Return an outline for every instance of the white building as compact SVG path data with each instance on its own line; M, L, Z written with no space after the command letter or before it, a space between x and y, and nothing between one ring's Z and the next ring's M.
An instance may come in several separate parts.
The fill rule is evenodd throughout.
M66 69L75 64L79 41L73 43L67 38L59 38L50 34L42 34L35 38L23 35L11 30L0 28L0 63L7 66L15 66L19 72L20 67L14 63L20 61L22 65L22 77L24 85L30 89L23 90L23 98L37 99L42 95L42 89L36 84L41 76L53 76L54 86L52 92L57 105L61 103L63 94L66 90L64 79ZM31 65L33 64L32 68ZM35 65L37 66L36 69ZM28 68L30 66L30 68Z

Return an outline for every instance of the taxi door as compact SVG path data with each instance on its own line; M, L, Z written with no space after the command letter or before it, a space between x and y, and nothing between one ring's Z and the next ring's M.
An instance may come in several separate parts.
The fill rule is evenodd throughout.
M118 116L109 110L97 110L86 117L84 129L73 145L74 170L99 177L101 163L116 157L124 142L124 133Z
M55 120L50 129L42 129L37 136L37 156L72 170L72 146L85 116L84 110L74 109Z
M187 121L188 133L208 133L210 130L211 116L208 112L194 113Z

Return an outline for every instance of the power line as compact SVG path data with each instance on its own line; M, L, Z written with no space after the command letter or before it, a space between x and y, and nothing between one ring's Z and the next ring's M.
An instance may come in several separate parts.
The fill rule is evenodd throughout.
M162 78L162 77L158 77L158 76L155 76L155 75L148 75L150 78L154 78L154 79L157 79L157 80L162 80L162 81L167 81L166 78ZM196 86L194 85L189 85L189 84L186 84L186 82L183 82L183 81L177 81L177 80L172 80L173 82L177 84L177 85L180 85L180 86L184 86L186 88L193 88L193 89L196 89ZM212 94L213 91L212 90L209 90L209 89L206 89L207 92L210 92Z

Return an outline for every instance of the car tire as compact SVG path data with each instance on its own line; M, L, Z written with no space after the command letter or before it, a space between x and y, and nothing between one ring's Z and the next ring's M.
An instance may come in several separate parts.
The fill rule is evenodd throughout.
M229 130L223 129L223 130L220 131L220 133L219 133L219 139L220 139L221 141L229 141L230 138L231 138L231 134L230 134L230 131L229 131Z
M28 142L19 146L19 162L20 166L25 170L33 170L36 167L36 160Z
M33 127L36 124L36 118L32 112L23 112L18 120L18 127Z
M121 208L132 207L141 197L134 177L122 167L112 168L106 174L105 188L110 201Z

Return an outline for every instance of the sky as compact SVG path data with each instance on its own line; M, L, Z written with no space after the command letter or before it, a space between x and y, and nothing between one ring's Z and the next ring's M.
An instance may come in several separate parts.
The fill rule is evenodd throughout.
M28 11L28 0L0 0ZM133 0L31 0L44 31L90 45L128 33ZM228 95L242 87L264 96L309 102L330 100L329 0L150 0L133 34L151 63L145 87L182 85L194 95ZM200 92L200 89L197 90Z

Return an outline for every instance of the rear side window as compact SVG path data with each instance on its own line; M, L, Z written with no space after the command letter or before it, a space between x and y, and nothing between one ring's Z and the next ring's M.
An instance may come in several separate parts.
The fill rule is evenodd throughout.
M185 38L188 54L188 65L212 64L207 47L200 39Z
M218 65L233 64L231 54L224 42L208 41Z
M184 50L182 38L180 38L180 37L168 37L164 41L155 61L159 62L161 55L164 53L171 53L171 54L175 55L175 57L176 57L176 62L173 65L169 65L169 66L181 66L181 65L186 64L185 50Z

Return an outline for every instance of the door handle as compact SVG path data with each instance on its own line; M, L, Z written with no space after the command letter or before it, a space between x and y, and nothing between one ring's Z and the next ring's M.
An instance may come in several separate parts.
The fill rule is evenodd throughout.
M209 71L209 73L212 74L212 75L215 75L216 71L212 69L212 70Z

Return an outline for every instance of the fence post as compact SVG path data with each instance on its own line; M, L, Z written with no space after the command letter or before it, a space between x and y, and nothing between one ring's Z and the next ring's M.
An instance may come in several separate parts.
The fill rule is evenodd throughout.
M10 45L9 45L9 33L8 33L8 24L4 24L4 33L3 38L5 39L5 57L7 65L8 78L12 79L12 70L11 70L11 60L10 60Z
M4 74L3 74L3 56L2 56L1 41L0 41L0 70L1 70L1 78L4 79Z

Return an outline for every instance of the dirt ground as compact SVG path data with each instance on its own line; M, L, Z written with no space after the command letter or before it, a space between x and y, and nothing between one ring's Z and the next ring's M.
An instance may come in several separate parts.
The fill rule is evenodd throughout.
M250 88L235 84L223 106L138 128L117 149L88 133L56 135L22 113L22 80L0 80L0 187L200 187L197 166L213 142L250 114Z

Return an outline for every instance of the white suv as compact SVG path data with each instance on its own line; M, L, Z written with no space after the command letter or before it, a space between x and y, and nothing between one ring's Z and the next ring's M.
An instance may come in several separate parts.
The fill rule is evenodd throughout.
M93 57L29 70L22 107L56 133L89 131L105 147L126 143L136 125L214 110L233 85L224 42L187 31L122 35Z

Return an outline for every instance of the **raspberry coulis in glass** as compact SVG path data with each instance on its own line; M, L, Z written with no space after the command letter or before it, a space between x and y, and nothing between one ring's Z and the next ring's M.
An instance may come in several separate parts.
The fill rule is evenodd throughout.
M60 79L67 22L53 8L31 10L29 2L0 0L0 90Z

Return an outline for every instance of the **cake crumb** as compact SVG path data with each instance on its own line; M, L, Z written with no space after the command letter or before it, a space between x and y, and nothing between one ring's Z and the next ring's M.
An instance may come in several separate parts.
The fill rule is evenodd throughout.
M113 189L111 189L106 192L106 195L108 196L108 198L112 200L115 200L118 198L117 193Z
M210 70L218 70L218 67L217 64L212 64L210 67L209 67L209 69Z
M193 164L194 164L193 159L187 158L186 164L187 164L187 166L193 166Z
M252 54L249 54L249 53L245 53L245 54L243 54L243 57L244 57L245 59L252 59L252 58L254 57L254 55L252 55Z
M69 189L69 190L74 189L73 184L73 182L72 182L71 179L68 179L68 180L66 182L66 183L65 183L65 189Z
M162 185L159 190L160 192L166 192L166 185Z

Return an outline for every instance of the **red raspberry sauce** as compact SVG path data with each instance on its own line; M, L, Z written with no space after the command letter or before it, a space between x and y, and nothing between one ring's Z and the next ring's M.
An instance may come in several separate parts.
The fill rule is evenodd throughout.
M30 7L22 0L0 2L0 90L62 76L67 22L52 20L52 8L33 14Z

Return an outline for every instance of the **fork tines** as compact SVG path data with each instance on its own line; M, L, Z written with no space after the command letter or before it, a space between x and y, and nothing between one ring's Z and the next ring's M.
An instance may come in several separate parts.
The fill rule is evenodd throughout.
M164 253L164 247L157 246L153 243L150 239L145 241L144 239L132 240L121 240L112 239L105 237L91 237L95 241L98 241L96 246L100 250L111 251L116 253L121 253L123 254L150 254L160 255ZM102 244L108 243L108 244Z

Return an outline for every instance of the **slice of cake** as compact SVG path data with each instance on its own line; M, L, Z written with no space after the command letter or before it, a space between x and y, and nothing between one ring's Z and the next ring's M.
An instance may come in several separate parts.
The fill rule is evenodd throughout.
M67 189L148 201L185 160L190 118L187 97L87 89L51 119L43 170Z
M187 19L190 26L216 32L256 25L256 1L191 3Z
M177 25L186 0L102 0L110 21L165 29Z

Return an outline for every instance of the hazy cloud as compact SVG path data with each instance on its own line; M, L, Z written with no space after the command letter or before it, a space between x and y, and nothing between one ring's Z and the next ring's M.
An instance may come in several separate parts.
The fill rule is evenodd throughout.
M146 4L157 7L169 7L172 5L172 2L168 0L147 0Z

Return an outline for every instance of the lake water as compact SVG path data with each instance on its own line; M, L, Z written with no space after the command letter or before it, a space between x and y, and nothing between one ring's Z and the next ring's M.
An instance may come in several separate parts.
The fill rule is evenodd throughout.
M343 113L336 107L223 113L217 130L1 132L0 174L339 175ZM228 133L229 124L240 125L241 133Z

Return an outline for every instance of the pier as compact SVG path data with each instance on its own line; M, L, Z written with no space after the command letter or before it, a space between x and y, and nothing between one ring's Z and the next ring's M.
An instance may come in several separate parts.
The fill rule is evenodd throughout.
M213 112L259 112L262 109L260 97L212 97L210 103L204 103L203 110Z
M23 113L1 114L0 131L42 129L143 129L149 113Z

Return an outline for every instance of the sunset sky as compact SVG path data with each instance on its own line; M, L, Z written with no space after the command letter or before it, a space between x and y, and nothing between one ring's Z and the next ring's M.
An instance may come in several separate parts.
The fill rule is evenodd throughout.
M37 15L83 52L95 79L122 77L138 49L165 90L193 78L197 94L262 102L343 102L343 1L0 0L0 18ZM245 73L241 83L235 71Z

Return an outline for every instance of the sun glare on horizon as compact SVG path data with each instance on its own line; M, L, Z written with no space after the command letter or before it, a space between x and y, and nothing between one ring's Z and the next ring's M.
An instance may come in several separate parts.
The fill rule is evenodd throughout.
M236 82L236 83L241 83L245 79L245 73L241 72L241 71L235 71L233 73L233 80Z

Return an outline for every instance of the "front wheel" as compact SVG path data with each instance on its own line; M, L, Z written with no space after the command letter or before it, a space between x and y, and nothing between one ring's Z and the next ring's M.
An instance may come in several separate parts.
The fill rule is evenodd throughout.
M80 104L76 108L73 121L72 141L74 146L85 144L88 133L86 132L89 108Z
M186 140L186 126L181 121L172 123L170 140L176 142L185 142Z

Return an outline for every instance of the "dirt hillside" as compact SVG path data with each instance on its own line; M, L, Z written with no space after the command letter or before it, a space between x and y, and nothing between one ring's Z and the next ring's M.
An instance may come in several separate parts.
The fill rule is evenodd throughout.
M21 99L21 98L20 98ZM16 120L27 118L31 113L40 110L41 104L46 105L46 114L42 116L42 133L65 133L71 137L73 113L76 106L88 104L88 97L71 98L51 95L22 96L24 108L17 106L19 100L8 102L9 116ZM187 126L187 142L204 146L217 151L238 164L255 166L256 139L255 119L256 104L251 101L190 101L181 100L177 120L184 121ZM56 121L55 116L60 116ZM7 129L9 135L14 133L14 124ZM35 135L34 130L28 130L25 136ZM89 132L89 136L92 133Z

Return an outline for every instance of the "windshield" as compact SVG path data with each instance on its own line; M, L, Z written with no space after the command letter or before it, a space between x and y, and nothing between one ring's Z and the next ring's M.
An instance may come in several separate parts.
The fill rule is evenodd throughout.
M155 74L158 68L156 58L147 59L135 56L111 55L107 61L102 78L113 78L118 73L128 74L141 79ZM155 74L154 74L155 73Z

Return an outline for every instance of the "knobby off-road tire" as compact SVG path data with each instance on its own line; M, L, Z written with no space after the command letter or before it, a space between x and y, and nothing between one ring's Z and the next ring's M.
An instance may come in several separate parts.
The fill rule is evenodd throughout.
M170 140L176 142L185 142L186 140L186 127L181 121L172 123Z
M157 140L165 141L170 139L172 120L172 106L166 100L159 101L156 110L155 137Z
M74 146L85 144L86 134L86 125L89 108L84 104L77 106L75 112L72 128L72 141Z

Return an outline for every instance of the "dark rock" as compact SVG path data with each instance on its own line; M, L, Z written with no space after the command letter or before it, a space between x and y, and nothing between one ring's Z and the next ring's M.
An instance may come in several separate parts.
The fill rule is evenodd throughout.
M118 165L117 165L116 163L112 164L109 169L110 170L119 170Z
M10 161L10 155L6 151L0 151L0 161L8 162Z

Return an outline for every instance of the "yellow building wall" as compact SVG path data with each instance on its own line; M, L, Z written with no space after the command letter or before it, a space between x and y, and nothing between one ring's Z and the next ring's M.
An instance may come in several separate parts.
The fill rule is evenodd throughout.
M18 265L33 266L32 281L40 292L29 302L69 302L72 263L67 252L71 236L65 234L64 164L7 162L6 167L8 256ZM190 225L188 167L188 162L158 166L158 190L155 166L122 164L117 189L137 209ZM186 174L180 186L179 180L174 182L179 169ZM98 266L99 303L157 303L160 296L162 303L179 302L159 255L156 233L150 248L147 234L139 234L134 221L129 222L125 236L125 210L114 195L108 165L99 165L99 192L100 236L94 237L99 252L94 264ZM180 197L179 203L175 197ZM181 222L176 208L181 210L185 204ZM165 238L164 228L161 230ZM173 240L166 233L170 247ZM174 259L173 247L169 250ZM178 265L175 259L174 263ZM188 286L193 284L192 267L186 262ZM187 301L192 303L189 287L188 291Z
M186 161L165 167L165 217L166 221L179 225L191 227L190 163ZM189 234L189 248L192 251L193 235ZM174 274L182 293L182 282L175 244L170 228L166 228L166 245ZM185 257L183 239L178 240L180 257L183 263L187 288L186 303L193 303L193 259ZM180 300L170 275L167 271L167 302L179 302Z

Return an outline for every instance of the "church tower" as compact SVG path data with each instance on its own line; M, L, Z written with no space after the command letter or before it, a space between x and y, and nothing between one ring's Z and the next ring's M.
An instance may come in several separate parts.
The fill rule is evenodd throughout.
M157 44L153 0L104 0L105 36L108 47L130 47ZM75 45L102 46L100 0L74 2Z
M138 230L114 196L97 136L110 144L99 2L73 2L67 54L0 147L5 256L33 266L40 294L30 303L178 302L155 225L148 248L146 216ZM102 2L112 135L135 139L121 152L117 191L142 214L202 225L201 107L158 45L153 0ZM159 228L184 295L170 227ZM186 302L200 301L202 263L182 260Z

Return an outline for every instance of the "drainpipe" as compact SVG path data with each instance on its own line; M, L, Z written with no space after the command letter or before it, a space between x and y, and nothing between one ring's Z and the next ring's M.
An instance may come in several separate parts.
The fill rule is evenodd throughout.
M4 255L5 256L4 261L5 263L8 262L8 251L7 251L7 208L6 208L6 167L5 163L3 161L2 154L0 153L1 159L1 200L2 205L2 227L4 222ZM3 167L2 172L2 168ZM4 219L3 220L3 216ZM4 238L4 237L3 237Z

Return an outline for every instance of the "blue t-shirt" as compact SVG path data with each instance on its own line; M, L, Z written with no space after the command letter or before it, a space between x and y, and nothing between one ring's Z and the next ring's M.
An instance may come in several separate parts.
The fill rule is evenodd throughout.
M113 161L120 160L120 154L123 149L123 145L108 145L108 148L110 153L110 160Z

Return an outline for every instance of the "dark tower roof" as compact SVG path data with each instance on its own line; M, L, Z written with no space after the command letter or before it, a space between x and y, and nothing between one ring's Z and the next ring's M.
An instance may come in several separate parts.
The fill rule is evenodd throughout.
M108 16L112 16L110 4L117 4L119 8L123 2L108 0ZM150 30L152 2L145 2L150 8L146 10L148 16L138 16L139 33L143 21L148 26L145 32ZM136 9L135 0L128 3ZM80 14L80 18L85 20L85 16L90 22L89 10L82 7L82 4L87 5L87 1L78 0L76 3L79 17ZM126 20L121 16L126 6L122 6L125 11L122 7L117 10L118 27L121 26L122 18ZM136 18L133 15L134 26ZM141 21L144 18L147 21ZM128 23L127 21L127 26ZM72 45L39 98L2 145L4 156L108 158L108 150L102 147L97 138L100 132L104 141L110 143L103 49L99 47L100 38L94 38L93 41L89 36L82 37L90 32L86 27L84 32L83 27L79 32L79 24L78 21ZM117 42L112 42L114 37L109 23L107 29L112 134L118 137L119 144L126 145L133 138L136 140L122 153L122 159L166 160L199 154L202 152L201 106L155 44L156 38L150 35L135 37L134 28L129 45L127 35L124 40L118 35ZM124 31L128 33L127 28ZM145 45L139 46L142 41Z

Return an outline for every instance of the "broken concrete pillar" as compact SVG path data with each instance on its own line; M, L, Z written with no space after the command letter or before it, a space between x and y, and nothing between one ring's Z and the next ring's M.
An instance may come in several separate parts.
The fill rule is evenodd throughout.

● ● ●

GIVEN PROBLEM:
Copy out, word for word, the lines of the listing from the line containing "Return an outline for every instance of the door" through the line containing "M4 74L3 74L3", including both of those lines.

EXPECTED ANSWER:
Return an outline for every instance of the door handle as compact SVG path data with each instance on its own line; M, L, Z written with no space after the command letter or before it, a space between x and y, and nothing between one ring's Z and the next ring's M.
An instance may come in several separate parts.
The fill rule is evenodd throughout.
M209 71L209 73L212 74L212 75L215 75L216 71L212 69L212 70Z

Return an outline for every instance of the fence post as compact SVG path data with each instance on its own line; M, L, Z written with no space after the command letter or before it, a space between x and y, and nothing between one ring's Z and the next ring's M.
An instance may come in several separate parts.
The fill rule is evenodd throughout.
M10 45L9 45L9 33L8 33L8 24L4 24L4 33L3 38L5 39L5 57L7 65L8 78L12 79L12 70L11 70L11 60L10 60Z
M4 74L3 74L3 56L2 56L1 41L0 41L0 70L1 70L1 78L4 79Z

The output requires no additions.